# Work order 1:
Do these statements agree with the passage about the walk through Edinburgh? Answer yes or no for each, quoting the deciding words. (a) Waverley Station opened in 1846. (b) There are 57 steps on Fleshmarket Close. (c) The old Tollbooth was demolished in 1817.
# Work order 2:
Answer these questions from the passage about the walk through Edinburgh:
(a) Which years did George IV rule?
(b) For how many years did Greyfriar's Bobby guard his master's grave?
(c) In what year was Edinburgh University established?
# Work order 3:
According to the passage about the walk through Edinburgh, what are all the named stretches of the Royal Mile?

# Passage shown:
————

In the same year in which Morton & Craig were setting down the roots of the firm's existence, our monarch was George IV, who ruled from 1820 to 1830, and after whom George IV Bridge in Edinburgh was named. It is along this bridge, morning and evening, that I walk as part of my route to and from our office premises at Quartermile (built on the site of the old Royal Infirmary - founded in 1729 and being the first voluntary hospital in Scotland). I try to practice a kind of mindfulness during this walk; taking in and appreciating my historic surroundings. This is a lot easier when there are fewer merry Edinburgh Festival goers occupying, what seems like every inch of pavement each summer.
I step off the train in Waverley Station, opened in 1846 and later named "Waverley" (in the 1850's) after Sir Walter Scott's novels, and begin the steep climb up the Fleshmarket Close steps, one of the many narrow atmospheric closes off the Royal Mile, which are unique to Edinburgh. This particular close is named after the meat markets once sited nearby at the side of what was the Nor' Loch. I have counted the steps, as a means of distraction from the leg ache they induce (there are 75!) and imagine past voices shouting "gardyloo" from the windows above.
Stepping out of the dark close, I arrive on the High Street portion of the Royal Mile, which runs from the Castle down to Holyrood Palace, and is divided into five named stretches - Castlehill, Lawnmarket, the High Street, Canongate and Abbey Strand. I pass Parliament Square - the site of the Scottish Parliament and Law courts from 1630 to 1707, and St Giles Cathedral, dating back to 14th century, and place of John Knox's fiery sermons at the time of Mary Queen of Scots. I step around the Heart of Midlothian, a heart shaped stone mosaic on the pavement, marking the site of the old Tollbooth (the law court and jail were demolished in 1817), and look up at the Mercat Cross, from where the succession of monarchs were announced to the Edinburgh public from the 14th century, before arriving at the corner of George IV Bridge and the Lawnmarket.
On the corner, outside the High Court, sits David Hume (1711 - 1776), one of Scotland's Enlightenment philosophers, his toe polished smooth from the superstitious passers-by who give it a rub for good luck. Ironic when he himself was opposed to superstitious thinking.
Onto George IV Bridge, and on a welcome downhill stretch, I pass the statue to Edinburgh's most famous little dog Greyfriar's Bobby who, for 14 long years until he died in 1872, faithfully guarded his master's grave. I then skirt the buildings of Edinburgh University, established in 1582, and where David Hume is just one on it's esteemed list of alumni, before I arrive at our very modern offices; a far cry, in terms of home comforts, from Morton & Craig's premises of 190 years ago.

————

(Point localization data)
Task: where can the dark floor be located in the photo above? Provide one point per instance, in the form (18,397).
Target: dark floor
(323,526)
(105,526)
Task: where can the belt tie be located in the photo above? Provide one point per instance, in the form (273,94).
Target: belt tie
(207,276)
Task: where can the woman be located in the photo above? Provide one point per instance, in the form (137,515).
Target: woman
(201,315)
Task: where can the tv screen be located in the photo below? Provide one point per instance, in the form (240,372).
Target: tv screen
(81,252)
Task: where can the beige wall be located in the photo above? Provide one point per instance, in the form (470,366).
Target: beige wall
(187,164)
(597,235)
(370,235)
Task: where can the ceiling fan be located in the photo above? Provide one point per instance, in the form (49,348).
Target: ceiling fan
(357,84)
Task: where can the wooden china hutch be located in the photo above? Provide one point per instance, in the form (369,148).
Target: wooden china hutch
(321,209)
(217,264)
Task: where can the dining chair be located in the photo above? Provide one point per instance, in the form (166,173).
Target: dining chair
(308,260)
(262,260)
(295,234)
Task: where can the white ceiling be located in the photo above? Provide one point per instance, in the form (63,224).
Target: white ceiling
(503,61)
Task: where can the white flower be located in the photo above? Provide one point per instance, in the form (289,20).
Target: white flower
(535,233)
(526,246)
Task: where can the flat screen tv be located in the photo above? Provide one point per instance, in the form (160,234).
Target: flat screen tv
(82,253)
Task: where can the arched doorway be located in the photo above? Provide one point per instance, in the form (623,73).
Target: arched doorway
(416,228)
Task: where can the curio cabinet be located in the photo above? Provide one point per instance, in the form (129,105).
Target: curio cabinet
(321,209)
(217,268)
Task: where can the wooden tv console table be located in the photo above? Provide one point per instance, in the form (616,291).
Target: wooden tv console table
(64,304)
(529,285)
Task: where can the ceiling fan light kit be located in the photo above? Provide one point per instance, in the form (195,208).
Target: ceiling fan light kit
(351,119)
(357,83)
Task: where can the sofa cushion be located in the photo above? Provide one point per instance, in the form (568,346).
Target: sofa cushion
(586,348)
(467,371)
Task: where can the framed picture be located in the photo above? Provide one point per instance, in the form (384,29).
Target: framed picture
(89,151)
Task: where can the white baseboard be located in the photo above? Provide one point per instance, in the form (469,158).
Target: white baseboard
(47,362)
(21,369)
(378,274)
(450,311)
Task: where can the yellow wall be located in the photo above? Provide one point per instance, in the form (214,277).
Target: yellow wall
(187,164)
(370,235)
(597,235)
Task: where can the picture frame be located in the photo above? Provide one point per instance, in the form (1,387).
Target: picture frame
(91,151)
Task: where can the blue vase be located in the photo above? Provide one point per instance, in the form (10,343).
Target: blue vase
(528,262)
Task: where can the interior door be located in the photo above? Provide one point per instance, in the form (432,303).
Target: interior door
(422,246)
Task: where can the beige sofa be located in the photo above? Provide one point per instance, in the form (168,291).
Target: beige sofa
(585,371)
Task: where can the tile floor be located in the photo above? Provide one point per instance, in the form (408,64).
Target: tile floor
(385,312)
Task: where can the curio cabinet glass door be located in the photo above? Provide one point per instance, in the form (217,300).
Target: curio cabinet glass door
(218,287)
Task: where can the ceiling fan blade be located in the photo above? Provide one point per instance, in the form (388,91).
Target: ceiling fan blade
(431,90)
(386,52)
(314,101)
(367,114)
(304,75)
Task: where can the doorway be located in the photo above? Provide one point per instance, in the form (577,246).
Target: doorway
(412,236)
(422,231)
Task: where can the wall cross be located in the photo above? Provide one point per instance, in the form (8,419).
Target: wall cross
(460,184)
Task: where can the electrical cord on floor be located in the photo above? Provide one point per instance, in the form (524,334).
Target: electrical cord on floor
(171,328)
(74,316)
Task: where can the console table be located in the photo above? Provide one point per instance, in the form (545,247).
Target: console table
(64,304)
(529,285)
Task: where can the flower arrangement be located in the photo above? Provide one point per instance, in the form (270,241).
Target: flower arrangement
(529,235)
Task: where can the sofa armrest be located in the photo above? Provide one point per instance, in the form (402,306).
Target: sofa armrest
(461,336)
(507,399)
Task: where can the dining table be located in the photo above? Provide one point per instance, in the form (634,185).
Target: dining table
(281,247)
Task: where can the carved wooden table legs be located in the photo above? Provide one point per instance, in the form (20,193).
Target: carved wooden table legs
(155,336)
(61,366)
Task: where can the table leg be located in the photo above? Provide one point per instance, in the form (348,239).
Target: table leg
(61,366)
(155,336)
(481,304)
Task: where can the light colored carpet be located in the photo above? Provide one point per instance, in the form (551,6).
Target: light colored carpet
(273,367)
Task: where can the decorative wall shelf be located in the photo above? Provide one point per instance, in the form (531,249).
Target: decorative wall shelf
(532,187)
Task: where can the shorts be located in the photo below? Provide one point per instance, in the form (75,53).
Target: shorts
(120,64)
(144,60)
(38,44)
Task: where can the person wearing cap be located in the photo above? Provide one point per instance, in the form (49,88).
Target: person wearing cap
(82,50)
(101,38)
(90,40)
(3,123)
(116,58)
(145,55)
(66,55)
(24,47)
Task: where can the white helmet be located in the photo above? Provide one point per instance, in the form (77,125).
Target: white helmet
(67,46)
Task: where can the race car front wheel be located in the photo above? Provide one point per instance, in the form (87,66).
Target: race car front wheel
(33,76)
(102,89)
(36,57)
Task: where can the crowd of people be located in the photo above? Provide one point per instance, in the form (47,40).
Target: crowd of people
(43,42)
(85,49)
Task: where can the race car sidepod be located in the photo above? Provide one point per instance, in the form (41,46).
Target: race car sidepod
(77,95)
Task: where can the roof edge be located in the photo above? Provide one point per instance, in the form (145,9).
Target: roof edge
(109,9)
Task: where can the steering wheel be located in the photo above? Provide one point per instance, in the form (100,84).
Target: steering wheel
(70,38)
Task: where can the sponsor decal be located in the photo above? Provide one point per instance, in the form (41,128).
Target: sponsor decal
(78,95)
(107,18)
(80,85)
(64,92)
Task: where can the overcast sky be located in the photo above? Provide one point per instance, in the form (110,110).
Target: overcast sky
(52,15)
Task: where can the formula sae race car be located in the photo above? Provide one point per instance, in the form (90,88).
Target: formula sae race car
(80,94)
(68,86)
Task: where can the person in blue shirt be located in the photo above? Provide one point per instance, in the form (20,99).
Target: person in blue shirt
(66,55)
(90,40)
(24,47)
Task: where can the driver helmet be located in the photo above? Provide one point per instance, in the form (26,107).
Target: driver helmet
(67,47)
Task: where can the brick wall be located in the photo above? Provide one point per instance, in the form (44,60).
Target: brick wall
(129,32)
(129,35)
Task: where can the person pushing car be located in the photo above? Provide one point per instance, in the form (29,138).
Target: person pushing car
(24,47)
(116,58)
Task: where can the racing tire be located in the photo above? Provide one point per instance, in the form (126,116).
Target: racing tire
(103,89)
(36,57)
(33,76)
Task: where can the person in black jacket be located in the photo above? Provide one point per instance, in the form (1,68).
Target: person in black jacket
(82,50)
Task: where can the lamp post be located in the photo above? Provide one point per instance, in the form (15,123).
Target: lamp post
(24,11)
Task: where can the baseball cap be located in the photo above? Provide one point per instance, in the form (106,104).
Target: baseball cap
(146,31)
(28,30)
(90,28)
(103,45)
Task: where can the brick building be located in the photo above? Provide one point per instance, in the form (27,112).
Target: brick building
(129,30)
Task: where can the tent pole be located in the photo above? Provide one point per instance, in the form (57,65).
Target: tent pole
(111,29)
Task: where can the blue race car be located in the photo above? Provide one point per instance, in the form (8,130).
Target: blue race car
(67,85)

————

# Answer 1:
(a) Yes: "opened in 1846"
(b) No: "there are 75!"
(c) Yes: "the law court and jail were demolished in 1817"

# Answer 2:
(a) 1820 to 1830
(b) 14 years
(c) 1582

# Answer 3:
Castlehill, Lawnmarket, the High Street, Canongate, Abbey Strand